● **TASK TO CARRY OUT**
Reproduce word for word the lines of the material below, starting at the line containing "A teaching note to the class: indicate the red hair" and continuing through the last line of the material, both ends included.

Records from a point labeling set
-=-=-

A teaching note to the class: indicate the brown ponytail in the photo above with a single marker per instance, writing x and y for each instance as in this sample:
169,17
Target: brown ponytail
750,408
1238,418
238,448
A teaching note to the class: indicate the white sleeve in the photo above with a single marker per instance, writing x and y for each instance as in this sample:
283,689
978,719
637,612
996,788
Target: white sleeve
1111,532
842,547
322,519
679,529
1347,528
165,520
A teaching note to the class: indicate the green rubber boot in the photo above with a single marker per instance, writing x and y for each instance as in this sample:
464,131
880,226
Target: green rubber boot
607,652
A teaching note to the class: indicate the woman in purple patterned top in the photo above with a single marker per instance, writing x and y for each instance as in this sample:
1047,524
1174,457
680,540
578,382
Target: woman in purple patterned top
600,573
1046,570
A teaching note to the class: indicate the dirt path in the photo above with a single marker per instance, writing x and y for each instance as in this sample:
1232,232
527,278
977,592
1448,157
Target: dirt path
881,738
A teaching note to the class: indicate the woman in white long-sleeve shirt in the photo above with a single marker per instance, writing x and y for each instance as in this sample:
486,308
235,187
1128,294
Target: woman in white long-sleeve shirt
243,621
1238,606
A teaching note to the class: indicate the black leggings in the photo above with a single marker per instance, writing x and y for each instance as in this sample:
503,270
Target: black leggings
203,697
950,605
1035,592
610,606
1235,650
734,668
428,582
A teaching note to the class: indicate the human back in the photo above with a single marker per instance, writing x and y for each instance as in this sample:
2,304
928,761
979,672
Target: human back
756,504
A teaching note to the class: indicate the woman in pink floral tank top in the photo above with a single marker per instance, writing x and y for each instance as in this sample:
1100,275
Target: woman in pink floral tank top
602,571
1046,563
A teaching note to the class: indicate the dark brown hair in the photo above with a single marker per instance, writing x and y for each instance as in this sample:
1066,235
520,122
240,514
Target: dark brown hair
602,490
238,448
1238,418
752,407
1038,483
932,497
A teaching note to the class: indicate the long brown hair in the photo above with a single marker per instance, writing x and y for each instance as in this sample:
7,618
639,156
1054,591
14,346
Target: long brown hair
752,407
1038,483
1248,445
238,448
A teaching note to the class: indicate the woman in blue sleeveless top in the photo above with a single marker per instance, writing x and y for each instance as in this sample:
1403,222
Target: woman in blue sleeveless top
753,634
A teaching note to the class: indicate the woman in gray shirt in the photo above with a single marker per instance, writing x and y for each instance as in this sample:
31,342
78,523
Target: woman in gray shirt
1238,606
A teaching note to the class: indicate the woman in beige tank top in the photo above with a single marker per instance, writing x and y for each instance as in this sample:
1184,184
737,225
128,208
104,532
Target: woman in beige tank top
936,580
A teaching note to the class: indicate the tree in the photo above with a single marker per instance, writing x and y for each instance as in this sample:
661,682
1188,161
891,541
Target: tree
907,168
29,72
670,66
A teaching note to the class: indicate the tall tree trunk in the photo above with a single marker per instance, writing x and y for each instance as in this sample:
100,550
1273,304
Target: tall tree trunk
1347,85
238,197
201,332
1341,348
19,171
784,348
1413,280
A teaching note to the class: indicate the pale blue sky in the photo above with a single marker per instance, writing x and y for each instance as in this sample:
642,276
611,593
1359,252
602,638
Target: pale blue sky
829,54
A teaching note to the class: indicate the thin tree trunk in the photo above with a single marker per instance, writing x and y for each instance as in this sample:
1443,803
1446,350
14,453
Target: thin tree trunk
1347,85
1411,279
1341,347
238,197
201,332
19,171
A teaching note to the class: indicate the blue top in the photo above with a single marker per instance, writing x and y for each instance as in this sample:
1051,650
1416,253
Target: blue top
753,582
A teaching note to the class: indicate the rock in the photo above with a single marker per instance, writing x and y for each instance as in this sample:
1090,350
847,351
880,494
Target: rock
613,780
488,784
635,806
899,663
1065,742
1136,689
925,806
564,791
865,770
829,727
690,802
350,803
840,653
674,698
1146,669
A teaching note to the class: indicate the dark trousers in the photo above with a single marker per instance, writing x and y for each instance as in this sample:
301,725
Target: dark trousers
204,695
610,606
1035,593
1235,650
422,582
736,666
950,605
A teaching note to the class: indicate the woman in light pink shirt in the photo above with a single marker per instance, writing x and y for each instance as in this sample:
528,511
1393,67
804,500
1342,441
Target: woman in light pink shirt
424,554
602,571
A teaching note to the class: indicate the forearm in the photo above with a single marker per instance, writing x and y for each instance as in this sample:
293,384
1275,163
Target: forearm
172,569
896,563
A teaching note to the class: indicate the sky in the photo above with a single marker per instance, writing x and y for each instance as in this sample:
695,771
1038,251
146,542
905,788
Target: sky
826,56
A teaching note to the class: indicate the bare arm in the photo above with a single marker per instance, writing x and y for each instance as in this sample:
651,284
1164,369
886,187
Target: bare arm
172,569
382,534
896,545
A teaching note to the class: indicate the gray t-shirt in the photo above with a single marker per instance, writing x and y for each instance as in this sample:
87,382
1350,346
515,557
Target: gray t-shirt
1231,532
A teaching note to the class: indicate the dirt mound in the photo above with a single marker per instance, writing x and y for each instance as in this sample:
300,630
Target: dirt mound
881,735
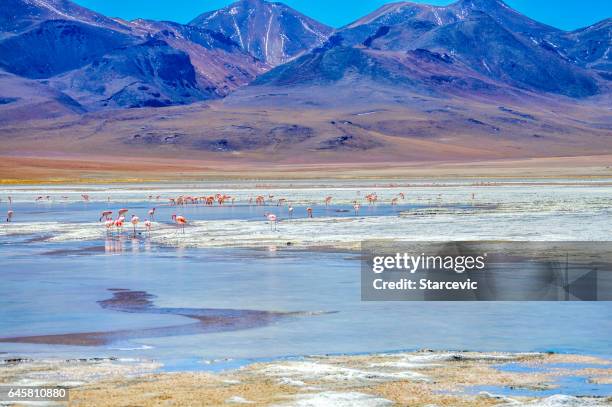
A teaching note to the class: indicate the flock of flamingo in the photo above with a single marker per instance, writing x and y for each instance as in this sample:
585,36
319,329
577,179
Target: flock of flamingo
116,224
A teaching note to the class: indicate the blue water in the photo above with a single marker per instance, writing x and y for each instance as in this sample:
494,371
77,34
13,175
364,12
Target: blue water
564,384
53,288
48,294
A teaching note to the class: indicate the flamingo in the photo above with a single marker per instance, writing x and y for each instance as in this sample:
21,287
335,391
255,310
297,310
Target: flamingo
105,214
134,221
272,218
180,220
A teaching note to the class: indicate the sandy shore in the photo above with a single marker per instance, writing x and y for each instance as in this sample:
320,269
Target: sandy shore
104,169
424,378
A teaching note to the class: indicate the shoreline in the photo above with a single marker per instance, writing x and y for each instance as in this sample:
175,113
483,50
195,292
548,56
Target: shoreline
83,169
419,378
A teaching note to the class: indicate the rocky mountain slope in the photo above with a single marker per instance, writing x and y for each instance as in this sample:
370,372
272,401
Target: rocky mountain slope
272,32
469,81
471,44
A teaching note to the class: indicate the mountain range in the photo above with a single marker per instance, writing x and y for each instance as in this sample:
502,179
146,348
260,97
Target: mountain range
434,70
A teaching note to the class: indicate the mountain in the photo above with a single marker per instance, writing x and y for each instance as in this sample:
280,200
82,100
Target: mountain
148,74
23,99
591,47
19,15
272,32
470,39
220,63
99,62
56,46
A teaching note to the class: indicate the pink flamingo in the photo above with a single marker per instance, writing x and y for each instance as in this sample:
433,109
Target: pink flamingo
105,215
272,218
180,220
109,223
119,224
134,221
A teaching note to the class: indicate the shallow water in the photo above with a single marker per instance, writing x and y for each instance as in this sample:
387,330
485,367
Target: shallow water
53,287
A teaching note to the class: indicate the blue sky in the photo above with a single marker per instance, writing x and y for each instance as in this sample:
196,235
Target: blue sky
565,14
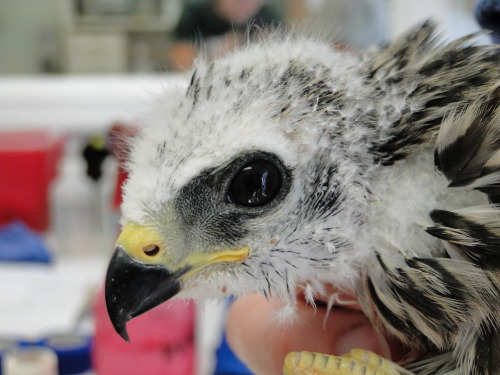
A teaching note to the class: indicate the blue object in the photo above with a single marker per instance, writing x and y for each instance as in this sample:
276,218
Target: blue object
5,346
18,243
487,14
227,362
73,353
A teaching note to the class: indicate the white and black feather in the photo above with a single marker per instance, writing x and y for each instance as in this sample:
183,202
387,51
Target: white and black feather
390,160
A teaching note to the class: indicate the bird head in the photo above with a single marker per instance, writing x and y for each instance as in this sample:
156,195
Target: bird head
278,164
237,182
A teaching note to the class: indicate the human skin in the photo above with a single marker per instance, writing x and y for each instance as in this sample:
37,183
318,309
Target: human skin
262,342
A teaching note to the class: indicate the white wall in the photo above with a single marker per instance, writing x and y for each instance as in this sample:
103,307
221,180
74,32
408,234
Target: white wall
27,32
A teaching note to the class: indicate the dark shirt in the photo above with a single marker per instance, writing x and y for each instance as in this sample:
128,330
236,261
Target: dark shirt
200,21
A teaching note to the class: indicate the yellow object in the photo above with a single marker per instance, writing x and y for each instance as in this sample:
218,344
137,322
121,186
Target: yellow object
145,245
356,362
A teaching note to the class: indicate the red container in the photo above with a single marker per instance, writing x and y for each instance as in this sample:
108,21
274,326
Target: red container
28,163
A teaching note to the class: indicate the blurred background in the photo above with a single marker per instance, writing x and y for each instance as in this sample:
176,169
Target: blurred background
75,76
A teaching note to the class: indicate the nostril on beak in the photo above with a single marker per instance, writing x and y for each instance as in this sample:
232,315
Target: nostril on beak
151,250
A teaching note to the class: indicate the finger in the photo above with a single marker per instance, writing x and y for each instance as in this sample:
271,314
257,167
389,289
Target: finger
261,342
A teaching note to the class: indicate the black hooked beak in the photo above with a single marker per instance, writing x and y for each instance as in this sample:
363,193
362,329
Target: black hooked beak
132,288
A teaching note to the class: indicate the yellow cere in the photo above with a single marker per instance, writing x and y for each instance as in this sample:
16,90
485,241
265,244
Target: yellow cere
135,239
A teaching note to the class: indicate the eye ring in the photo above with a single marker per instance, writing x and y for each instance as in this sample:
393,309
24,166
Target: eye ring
256,184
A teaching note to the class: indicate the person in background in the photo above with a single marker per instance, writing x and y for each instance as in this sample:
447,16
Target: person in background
216,26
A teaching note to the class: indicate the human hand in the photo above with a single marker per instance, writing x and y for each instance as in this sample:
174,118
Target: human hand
261,342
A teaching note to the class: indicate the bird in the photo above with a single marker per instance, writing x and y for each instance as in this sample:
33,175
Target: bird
288,164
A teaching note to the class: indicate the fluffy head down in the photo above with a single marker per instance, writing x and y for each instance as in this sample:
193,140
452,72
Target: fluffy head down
334,122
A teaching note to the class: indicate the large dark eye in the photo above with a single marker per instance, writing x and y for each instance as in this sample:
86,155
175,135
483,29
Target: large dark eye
256,184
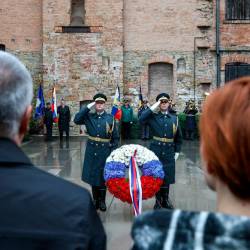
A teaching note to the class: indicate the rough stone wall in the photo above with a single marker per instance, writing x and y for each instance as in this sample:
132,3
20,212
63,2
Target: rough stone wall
168,31
235,40
21,32
81,64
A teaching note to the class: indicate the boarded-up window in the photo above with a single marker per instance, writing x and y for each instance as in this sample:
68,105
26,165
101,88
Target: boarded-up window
235,70
77,13
2,47
160,78
181,66
238,9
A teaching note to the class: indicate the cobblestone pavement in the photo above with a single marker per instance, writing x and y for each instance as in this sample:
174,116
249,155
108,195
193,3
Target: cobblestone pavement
189,192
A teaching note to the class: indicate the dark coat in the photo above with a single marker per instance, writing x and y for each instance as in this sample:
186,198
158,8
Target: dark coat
42,211
102,126
63,118
164,126
48,117
190,119
181,230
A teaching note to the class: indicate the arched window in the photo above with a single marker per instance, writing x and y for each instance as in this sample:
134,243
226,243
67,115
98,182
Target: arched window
238,9
181,66
235,70
2,47
160,78
77,13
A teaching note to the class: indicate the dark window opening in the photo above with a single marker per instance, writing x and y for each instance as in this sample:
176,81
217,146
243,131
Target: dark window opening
77,13
2,47
83,130
76,29
236,70
238,9
160,78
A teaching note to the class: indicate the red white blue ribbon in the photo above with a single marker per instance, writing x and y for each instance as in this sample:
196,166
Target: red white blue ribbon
135,186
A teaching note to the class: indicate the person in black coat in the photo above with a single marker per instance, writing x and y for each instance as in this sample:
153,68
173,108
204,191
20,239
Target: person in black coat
48,121
190,123
103,138
144,127
63,112
37,210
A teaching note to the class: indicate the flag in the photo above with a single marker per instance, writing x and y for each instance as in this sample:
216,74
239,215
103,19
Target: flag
54,105
140,98
135,186
40,104
116,111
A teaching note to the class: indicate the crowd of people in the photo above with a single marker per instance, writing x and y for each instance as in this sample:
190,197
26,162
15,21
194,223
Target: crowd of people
41,211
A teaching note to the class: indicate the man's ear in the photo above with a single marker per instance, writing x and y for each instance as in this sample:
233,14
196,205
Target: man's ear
24,124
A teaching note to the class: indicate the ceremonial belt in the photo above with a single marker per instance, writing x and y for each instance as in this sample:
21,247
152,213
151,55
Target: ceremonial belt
98,139
162,139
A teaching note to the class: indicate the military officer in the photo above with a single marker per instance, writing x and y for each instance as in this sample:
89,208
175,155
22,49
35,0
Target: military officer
103,138
166,143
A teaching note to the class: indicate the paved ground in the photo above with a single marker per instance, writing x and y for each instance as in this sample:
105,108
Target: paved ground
189,192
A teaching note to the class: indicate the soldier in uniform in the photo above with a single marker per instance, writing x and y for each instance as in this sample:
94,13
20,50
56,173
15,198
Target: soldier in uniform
103,138
166,143
63,121
144,127
48,121
190,127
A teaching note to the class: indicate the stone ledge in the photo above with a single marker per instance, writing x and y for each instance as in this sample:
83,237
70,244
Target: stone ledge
78,29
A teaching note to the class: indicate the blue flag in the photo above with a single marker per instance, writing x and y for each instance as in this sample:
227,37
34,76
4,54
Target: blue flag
40,104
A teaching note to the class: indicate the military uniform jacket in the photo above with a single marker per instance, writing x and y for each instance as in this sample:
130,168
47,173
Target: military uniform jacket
64,118
48,118
98,126
164,126
42,211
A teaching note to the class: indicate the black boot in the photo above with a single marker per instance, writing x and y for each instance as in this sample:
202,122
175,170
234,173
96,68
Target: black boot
158,200
165,199
102,197
95,194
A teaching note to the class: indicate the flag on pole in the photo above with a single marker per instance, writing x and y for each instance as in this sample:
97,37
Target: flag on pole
135,186
140,98
54,106
116,111
40,104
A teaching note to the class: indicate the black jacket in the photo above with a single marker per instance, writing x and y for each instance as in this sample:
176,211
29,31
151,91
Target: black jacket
41,211
63,117
183,230
48,117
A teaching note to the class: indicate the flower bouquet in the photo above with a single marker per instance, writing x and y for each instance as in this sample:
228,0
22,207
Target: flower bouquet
117,167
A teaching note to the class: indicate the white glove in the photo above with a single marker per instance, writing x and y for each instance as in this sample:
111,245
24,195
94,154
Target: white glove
90,105
176,155
155,106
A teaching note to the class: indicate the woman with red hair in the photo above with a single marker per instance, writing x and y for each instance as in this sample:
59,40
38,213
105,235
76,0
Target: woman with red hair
225,148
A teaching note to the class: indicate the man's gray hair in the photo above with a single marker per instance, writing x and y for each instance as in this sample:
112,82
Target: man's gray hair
16,92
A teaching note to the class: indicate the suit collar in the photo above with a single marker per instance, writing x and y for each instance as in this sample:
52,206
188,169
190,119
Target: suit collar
11,153
163,114
102,114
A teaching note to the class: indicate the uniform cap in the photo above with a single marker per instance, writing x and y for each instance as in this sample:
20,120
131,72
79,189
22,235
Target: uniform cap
162,96
100,97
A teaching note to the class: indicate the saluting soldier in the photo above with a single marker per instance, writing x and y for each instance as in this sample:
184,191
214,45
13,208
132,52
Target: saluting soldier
166,143
103,138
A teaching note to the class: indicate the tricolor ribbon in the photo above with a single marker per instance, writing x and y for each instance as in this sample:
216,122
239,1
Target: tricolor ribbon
135,185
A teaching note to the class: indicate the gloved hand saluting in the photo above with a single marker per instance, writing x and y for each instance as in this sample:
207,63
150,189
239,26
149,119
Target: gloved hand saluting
90,105
155,106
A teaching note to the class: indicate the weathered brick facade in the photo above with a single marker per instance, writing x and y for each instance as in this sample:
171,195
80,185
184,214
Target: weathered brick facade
129,43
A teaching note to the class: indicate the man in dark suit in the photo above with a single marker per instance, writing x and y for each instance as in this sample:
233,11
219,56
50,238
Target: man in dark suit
37,210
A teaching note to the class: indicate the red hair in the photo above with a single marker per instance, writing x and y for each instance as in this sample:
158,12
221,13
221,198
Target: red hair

-=-=-

● **EXERCISE SOLUTION**
A teaching note to the class: indicate the red hair in the photo above with a single marker per instance, writing x and y for each instance as in this sample:
158,12
221,13
221,198
Target: red hair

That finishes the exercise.